= Extracted data =
----
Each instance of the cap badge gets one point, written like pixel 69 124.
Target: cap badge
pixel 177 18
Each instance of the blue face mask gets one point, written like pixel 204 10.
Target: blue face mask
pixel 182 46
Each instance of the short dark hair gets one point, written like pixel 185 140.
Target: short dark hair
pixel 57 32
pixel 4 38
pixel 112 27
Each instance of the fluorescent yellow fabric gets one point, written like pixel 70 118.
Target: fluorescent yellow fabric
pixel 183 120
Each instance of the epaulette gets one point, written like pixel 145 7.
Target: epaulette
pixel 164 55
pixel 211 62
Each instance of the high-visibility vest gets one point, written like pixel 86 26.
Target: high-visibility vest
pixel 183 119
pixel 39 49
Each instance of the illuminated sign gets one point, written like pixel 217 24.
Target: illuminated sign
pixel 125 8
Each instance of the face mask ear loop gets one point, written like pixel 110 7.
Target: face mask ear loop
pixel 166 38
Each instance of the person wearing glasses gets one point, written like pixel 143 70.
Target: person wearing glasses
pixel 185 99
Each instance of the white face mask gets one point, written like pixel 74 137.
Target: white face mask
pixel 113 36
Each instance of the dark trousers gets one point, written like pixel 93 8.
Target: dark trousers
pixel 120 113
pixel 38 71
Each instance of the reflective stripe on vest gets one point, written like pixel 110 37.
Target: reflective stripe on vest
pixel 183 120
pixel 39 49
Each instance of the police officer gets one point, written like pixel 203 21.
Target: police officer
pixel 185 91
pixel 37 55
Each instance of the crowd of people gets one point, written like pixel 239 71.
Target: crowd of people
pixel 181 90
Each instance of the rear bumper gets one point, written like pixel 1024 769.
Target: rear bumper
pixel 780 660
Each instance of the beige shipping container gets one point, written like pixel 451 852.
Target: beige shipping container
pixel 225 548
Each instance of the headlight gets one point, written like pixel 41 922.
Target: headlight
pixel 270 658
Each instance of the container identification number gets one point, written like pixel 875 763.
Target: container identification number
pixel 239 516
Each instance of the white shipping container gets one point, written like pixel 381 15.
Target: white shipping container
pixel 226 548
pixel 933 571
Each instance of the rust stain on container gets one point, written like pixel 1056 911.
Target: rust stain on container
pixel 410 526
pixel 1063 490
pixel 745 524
----
= Requirements =
Rewrite the records above, replacing every "Target" with "Label" and leaving everything else unchanged.

= Written response =
Each instance of the cap badge gets one point, written like pixel 69 124.
Label: cap badge
pixel 177 18
Each instance of the blue face mask gets one point, written like pixel 204 10.
Label: blue face mask
pixel 182 46
Each instance of the short dark hair gets one point, written like pixel 185 140.
Label: short dark hair
pixel 57 32
pixel 4 38
pixel 112 27
Each instance of the fluorescent yellow fabric gets one point, written like pixel 70 118.
Label: fluorescent yellow fabric
pixel 183 120
Each instance of the epaulette gets one point, written like pixel 145 7.
Label: epaulette
pixel 164 55
pixel 211 62
Each instance of the high-visibility vest gets one point, written like pixel 86 26.
Label: high-visibility vest
pixel 183 119
pixel 39 49
Each instance of the illuminated sign gets one point, written like pixel 217 24.
Label: illuminated sign
pixel 125 8
Each instance of the face mask ear loop gets one point, written like pixel 110 7.
Label: face mask ear loop
pixel 166 38
Each instance of the person wearing glasses gets one point, written like pixel 143 70.
Label: person wearing glasses
pixel 185 99
Each instance of the white face mask gets one point, written like pixel 74 137.
Label: white face mask
pixel 113 36
Each instance of the dark trousers gets one point, written like pixel 93 8.
Label: dark trousers
pixel 120 113
pixel 38 71
Each instance of the reflective stripe on vest gets one point, written like pixel 110 37.
Label: reflective stripe on vest
pixel 183 120
pixel 39 49
Each instance of the police officer gets one point, written like pixel 203 21.
Label: police officer
pixel 185 91
pixel 37 55
Each instance of the crowd of people gets one point, written like pixel 239 71.
Label: crowd of people
pixel 181 90
Each instance of the rear bumper gets one point, written like pixel 1024 769.
Label: rear bumper
pixel 780 660
Each instance of the beige shipping container gets one point, written like pixel 451 852.
Label: beige shipping container
pixel 225 548
Each instance of the headlight gets one point, written like pixel 41 922.
Label: headlight
pixel 270 658
Each instance of the container identification number gets one point, written like pixel 875 763.
Label: container identification number
pixel 239 516
Each instance of the white shipping container gets one point, written like pixel 381 15.
Label: white shipping container
pixel 226 548
pixel 933 571
Each instance of the rust stain on container gets one point, written like pixel 1056 911.
Label: rust stain on container
pixel 410 526
pixel 1063 490
pixel 745 524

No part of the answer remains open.